---------- Texte source ----------
Cour d’appel de Paris, 19 février 2020
Cour d’appel de Paris, 19 février 2020

Type de juridiction : Cour d’appel

Juridiction : Cour d’appel de Paris

Thématique : Deliveroo and Co : les conditions du CDI

Résumé

Les sociétés de livraison, comme Deliveroo, risquent la requalification des contrats d’indépendants en CDI si elles exercent un contrôle sur leurs livreurs. La mise en place de sanctions et la géolocalisation des livreurs sont des indicateurs de lien de subordination. Dans l’affaire Take Eat Easy, un livreur a réussi à prouver ce lien, malgré son statut d’auto-entrepreneur. Bien qu’il ait pu choisir ses horaires, la géolocalisation et le système de « malus » instauré par la société ont révélé un pouvoir disciplinaire, justifiant ainsi la requalification de son contrat en CDI.
----------
* **Liste des exercices**
a) Répondez à ces questions d'après le texte sur les livreurs, en marquant vos réponses de la même façon :
(i) Quelle juridiction a rendu la décision, et à quelle date ?
(ii) Quel statut avait le livreur dans l'affaire Take Eat Easy ?
(iii) Quels éléments ont révélé un pouvoir disciplinaire dans cette affaire ?
b) Indiquez si chaque affirmation concorde avec le texte sur les livreurs. Répondez par oui ou non et citez les mots décisifs du texte.
(i) Le livreur de l'affaire Take Eat Easy ne pouvait pas choisir ses horaires.
(ii) La géolocalisation des livreurs est un indicateur de lien de subordination.
(iii) Le contrat du livreur a été requalifié en CDD.
c) Poursuivez, s'il vous plaît, le texte sur les livreurs à partir de sa dernière phrase.
Les lignes extraites forment un matériau à part, sans lien avec le texte sur les livreurs.
---------- Données brutes ----------
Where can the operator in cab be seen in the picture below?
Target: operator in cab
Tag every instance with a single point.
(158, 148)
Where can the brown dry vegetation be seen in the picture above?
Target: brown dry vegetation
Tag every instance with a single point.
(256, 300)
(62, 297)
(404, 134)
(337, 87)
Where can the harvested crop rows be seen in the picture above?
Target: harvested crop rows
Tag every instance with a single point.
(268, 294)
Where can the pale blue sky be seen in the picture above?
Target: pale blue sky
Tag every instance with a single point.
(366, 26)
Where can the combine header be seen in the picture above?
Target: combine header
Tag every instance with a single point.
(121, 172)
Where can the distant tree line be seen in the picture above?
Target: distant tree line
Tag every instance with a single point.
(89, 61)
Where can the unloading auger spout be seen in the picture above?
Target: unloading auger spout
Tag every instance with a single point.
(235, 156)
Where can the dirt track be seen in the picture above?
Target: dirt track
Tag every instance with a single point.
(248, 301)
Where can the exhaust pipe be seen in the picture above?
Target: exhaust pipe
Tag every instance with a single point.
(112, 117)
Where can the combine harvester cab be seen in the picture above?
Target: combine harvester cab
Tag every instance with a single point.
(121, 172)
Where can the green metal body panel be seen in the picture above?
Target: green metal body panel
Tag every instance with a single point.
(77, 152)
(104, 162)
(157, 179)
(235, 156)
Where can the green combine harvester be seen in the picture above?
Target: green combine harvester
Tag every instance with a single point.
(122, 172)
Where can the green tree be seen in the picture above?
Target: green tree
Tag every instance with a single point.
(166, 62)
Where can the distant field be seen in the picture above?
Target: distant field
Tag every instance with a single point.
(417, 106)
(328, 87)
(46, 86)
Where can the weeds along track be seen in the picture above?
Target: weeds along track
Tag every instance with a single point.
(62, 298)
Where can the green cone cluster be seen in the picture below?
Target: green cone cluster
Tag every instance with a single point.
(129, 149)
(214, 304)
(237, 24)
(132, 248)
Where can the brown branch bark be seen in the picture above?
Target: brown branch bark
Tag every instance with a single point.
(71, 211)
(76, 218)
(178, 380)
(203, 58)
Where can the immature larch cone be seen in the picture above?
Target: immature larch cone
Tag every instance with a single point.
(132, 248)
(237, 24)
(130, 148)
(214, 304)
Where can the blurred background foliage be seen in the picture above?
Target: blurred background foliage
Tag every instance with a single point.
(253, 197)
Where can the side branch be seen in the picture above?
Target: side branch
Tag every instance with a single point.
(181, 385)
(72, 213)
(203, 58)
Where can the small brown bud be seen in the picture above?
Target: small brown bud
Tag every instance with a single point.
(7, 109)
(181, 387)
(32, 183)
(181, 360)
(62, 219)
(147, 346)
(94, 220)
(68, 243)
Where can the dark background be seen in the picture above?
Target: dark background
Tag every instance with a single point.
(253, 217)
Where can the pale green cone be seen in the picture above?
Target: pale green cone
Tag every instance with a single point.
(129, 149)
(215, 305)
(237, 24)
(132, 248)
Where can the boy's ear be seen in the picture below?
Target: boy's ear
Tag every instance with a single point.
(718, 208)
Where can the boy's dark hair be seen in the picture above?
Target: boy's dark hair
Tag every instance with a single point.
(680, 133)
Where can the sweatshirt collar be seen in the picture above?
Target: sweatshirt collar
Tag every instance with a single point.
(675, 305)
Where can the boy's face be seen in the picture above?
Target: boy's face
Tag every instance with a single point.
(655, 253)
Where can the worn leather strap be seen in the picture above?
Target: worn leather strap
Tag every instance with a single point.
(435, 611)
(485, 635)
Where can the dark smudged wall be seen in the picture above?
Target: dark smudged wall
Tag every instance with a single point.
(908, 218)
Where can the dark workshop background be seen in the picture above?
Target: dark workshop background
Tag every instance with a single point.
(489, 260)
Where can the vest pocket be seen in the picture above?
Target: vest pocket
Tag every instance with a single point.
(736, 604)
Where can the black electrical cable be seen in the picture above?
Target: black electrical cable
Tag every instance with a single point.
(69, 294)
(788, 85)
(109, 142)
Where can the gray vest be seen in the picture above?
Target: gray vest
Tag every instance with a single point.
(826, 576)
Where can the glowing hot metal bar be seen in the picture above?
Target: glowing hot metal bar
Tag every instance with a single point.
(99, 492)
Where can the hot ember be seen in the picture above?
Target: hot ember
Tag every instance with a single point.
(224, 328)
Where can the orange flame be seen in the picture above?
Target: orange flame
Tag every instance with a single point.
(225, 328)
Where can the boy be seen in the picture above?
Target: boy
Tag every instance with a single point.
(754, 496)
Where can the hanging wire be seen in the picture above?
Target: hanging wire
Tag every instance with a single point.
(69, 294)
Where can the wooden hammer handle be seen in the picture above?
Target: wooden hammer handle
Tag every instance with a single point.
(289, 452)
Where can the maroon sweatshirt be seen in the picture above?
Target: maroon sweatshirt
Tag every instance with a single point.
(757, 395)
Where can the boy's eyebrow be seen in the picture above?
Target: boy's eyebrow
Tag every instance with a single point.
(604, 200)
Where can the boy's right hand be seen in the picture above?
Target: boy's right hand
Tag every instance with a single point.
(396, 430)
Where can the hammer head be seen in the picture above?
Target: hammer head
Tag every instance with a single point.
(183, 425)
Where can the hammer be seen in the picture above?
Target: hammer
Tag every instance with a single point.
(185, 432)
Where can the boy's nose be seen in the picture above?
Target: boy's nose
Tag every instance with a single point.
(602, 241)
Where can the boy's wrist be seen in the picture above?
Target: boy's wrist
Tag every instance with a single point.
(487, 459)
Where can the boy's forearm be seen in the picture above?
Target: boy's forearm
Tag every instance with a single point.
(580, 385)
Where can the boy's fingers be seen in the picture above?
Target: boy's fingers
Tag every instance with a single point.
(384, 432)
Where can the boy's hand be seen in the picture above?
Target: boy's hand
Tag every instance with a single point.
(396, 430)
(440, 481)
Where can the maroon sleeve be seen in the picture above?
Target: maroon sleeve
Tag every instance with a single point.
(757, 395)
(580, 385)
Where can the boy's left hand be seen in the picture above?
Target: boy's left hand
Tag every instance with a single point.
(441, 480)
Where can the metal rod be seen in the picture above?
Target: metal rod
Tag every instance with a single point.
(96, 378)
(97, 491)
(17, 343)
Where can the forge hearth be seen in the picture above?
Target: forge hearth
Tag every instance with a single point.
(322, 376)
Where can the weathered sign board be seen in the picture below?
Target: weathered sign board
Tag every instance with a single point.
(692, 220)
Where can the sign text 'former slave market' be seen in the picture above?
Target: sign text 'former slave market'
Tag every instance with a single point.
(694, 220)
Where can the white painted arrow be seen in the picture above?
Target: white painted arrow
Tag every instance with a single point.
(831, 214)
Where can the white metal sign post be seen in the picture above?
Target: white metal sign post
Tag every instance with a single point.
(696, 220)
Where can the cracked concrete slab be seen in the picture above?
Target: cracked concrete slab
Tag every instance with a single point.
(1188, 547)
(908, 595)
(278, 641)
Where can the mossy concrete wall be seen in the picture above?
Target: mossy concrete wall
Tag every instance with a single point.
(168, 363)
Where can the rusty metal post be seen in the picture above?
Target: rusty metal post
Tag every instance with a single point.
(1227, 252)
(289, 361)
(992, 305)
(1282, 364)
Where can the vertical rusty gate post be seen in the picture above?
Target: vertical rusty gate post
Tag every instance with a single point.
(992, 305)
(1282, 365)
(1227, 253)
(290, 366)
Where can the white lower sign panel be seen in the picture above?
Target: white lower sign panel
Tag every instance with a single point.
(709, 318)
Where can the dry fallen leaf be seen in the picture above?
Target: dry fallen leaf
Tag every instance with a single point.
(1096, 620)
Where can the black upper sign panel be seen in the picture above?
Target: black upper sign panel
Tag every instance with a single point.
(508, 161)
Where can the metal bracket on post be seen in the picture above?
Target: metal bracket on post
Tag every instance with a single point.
----------
* **Corrigé des exercices**
a)
(i) La Cour d'appel de Paris, le 19 février 2020.
(ii) Il était auto-entrepreneur.
(iii) La géolocalisation et le système de « malus » instauré par la société.

b)
(i) Non : « Bien qu’il ait pu choisir ses horaires ».
(ii) Oui : « La mise en place de sanctions et la géolocalisation des livreurs sont des indicateurs de lien de subordination ».
(iii) Non : « justifiant ainsi la requalification de son contrat en CDI ».

c)
Les sociétés de livraison à vélo ou autres qui travaillent avec des indépendants (autoentrepreneurs) s’exposent à une requalification de leurs contrats de prestation de services en CDI si elles ont i) mis en place un système de sanctions ou assimilé et ii) géolocalisent leurs livreurs. En effet, le pouvoir de contrôle et de sanction sont les critères clefs du lien de subordination et donc de l’existence d’un contrat de travail.  En l’occurrence, la société avait non seulement mis en place des moyens de contrôle lui permettant de vérifier le nombre de kilomètres parcourus par chacun des livreurs mais elle avait aussi, en instituant un système des « strikes », manifesté la volonté d’exercer à l’égard de ceux-ci un pouvoir disciplinaire.  

Affaire Take Eat Easy

Un livreur à vélo de la société Take Eat Easy qui utilisait
une plate-forme web et une application afin de mettre en relation des
restaurateurs partenaires, des clients passant commande de repas par le
truchement de la plate-forme et des livreurs à vélo exerçant leur activité sous
un statut d’indépendant, a obtenu la requalification de son contrat de
prestation de services en CDI.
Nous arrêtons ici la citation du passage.